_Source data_
"""
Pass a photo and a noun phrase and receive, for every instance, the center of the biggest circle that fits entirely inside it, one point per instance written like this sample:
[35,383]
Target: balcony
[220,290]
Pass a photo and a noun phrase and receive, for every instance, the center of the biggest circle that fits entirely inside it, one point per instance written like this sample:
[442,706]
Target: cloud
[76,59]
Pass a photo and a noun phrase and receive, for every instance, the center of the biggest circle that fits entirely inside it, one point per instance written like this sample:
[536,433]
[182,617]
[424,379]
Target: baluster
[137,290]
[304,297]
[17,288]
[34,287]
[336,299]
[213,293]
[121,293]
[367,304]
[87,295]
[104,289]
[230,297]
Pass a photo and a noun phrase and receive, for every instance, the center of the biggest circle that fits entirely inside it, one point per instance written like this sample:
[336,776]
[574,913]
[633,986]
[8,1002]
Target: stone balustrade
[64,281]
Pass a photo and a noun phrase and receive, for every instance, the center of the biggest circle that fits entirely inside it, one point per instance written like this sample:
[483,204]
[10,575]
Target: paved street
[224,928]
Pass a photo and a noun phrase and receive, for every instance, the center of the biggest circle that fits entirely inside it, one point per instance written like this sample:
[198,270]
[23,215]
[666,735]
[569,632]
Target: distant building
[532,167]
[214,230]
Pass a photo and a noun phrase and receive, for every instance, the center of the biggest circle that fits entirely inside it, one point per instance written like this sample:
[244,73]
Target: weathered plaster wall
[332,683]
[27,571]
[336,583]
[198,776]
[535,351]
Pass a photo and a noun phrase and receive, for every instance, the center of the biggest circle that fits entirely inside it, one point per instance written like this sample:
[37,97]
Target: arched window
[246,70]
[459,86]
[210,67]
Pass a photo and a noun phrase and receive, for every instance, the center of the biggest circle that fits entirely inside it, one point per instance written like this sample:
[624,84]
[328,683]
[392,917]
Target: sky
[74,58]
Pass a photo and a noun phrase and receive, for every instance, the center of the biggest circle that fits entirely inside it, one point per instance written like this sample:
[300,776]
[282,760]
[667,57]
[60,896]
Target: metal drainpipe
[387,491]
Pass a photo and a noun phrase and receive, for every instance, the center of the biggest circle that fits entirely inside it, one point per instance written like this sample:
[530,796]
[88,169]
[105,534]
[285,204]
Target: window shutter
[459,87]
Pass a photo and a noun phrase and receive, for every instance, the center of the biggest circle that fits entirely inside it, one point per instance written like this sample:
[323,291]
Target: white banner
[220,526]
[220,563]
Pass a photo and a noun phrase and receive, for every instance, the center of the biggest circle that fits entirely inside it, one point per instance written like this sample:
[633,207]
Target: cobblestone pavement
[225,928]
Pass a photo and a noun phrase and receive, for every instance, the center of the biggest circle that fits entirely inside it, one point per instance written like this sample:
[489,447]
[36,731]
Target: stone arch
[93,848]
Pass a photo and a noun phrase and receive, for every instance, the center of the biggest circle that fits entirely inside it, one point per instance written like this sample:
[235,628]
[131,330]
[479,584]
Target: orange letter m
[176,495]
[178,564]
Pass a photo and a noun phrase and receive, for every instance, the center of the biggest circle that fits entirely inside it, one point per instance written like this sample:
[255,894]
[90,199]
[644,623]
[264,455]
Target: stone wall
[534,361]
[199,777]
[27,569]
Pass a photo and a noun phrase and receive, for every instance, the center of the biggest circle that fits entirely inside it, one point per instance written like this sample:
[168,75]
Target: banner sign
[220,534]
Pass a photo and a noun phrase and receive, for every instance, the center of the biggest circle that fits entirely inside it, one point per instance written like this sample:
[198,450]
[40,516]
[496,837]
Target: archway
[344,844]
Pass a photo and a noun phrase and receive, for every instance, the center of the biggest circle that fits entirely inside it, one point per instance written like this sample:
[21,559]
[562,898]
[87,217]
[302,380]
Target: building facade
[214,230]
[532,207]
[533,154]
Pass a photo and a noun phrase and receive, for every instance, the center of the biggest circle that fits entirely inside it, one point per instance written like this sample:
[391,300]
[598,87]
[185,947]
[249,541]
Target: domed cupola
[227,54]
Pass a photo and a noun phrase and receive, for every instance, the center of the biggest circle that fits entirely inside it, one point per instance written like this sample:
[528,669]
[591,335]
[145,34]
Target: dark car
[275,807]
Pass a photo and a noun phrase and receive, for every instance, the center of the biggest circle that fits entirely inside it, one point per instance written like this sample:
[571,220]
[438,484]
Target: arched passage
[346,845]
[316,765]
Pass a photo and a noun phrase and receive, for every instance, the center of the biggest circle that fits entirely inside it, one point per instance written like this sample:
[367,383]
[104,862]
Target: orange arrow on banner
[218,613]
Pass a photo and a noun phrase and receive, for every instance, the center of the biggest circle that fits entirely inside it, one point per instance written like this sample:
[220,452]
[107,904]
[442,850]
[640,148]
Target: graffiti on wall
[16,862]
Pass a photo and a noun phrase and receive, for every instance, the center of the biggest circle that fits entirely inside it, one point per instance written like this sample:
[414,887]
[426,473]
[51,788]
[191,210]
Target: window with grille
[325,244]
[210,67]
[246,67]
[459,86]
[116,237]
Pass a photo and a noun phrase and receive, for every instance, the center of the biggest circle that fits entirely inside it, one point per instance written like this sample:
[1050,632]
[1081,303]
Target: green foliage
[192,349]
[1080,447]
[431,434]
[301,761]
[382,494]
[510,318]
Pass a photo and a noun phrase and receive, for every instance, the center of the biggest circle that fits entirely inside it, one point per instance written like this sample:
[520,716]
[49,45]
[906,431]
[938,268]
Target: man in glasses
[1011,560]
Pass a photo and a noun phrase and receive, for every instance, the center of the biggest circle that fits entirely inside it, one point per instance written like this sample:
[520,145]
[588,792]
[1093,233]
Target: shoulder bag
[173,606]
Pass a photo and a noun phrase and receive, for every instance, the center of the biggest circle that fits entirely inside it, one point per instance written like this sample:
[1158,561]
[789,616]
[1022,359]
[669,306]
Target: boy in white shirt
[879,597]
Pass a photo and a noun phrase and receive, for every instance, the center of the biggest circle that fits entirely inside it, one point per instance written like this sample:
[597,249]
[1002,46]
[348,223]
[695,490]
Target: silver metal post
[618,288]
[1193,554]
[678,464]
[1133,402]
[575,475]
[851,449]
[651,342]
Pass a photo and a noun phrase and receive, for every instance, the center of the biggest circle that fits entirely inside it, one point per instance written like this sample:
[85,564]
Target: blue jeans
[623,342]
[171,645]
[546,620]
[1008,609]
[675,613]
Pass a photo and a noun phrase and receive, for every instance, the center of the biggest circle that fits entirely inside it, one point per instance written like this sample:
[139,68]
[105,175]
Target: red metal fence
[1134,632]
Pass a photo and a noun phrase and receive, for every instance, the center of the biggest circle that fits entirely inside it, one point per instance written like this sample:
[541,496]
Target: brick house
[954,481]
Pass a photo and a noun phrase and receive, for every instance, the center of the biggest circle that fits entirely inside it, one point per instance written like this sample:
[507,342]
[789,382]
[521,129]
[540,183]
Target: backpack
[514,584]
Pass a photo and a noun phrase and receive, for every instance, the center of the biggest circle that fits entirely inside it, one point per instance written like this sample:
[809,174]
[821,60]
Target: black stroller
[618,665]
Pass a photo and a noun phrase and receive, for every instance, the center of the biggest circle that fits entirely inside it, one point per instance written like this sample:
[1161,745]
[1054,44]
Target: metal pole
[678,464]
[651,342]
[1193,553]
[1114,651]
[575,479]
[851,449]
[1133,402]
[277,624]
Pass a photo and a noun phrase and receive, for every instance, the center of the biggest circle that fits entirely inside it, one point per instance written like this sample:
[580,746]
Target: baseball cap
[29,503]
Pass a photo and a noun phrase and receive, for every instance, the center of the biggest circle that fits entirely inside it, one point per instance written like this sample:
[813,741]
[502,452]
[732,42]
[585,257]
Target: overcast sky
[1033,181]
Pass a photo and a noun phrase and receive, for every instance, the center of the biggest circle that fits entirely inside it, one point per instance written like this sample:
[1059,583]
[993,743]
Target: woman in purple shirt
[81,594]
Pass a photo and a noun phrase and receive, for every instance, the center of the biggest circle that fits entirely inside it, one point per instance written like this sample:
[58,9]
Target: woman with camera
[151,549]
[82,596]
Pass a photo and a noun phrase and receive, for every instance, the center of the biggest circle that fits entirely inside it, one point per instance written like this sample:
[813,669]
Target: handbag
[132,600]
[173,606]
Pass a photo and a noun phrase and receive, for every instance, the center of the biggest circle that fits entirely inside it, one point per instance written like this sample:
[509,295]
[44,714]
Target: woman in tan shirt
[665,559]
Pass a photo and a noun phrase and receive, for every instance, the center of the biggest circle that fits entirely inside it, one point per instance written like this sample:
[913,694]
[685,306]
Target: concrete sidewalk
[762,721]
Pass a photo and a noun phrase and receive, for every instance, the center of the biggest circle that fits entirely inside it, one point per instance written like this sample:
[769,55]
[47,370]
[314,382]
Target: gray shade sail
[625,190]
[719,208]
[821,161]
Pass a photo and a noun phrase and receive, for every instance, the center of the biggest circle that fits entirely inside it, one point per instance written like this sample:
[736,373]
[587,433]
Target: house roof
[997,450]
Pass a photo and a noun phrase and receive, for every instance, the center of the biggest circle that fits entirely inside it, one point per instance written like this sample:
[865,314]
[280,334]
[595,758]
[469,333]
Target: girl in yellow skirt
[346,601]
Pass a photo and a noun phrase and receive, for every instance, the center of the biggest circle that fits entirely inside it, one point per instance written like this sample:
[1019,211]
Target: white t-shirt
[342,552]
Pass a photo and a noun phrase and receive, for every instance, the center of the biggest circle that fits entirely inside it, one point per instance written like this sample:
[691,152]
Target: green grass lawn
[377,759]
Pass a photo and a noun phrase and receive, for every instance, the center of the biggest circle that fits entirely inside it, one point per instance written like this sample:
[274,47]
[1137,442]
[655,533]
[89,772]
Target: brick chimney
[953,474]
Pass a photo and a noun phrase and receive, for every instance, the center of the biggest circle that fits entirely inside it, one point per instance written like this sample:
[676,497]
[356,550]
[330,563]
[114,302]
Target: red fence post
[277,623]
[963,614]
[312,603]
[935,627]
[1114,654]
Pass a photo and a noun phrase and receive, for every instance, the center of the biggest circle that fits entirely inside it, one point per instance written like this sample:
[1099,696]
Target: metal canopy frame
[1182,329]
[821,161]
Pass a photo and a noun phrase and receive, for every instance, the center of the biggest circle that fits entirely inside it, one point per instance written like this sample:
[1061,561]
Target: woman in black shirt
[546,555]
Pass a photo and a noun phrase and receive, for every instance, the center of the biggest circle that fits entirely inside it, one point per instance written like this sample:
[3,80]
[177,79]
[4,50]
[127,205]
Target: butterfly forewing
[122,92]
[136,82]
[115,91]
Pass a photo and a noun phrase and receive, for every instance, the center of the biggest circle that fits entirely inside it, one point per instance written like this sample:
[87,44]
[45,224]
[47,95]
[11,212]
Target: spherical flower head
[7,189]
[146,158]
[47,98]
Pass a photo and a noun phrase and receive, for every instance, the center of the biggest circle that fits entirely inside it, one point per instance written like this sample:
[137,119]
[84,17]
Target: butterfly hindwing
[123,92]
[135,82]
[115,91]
"""
How many lines in the source data contain the string "post"? Case counts, and the reply should be the number alone.

2